**Selected excerpt:**
--- START ---

What can I do to prepare for a recession?

Is a recession imminent? Well, we haven’t experienced two quarters of economic contraction yet, but it certainly appears that we’ve entered recession territory. Indeed, Goldman Sachs, JPMorgan Chase, Bank of America and others say the U.S. is already in a recession and predict GDP will be down for the first and second quarters of this year.

So, what can you do? The best strategy is to maintain sound financial habits that you should adhere to all year long, such as carefully budgeting and watching spending, building an emergency fund and saving aggressively. (And if you don’t already do these things, there’s no time like the present to start cultivating these habits!)

Here are three additional suggestions:

1. Don’t panic, but be cautious

This is the time to be more mindful than ever about your spending. Focus on covering the essentials and look at what purchases you can put off or skip entirely, so that you can shore up your savings in case you do lose your income. With travel on hold, and many bars and restaurants closed except for take-out, there are opportunities to trim spending in those categories. You can also save by buying key items—like paper goods and pantry items—in bulk.

--- END ---

**Data lines:**
--- START ---

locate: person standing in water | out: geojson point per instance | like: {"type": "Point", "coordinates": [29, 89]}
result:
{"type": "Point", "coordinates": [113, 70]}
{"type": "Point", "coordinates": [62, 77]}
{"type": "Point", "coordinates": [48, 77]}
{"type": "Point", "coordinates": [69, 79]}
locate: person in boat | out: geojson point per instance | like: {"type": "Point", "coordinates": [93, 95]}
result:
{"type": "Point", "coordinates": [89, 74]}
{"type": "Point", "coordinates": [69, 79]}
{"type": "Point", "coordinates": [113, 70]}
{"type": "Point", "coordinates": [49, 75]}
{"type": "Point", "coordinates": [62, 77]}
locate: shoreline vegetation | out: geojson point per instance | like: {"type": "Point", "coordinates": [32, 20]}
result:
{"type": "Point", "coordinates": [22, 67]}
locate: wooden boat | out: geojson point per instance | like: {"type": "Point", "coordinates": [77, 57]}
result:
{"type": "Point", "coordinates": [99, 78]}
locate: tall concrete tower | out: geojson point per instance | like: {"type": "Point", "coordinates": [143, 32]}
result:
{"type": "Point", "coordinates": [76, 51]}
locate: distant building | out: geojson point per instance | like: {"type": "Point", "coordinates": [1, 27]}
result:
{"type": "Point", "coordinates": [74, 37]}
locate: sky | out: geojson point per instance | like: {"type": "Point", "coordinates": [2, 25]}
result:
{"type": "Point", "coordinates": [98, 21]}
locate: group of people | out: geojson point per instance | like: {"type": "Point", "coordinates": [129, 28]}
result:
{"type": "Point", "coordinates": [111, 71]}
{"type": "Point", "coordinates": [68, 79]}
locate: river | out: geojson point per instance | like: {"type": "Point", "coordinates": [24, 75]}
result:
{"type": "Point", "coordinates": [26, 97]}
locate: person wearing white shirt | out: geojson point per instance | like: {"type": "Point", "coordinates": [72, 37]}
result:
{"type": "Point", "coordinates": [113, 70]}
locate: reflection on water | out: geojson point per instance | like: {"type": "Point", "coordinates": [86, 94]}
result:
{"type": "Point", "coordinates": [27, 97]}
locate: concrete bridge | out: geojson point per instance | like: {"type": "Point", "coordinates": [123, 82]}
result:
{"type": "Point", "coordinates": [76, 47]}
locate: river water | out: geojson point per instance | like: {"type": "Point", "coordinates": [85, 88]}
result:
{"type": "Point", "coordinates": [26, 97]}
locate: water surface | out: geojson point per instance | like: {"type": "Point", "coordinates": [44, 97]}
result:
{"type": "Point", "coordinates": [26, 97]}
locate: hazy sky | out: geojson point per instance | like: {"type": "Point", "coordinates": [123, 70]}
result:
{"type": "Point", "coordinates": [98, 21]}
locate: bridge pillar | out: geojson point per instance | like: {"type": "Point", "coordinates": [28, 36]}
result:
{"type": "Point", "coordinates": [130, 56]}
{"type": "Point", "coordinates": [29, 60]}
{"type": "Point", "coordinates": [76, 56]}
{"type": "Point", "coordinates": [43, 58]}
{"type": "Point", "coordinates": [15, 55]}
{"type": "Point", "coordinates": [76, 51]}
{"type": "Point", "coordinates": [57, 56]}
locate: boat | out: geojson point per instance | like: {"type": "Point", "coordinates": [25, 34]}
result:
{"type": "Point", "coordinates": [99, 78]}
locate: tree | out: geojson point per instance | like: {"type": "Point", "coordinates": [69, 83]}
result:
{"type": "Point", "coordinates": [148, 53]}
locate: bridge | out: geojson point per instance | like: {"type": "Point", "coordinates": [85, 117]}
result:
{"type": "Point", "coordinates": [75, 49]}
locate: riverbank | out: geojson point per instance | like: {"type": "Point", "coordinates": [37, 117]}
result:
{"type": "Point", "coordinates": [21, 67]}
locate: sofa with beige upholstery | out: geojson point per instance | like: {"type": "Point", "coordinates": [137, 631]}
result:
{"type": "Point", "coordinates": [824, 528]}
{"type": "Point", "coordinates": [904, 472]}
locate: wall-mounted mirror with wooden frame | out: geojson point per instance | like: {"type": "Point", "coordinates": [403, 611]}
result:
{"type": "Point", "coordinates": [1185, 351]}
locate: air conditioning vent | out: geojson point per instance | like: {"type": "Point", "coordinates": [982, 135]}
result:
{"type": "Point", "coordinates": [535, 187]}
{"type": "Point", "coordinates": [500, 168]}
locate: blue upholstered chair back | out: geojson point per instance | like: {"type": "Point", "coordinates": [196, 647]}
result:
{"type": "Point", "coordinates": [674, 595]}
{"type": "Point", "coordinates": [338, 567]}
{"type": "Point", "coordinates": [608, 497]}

--- END ---

**Task requirements:**
List every financial institution named in the piece on preparing for a recession.

**Response to this exercise:**
Goldman Sachs, JPMorgan Chase, Bank of America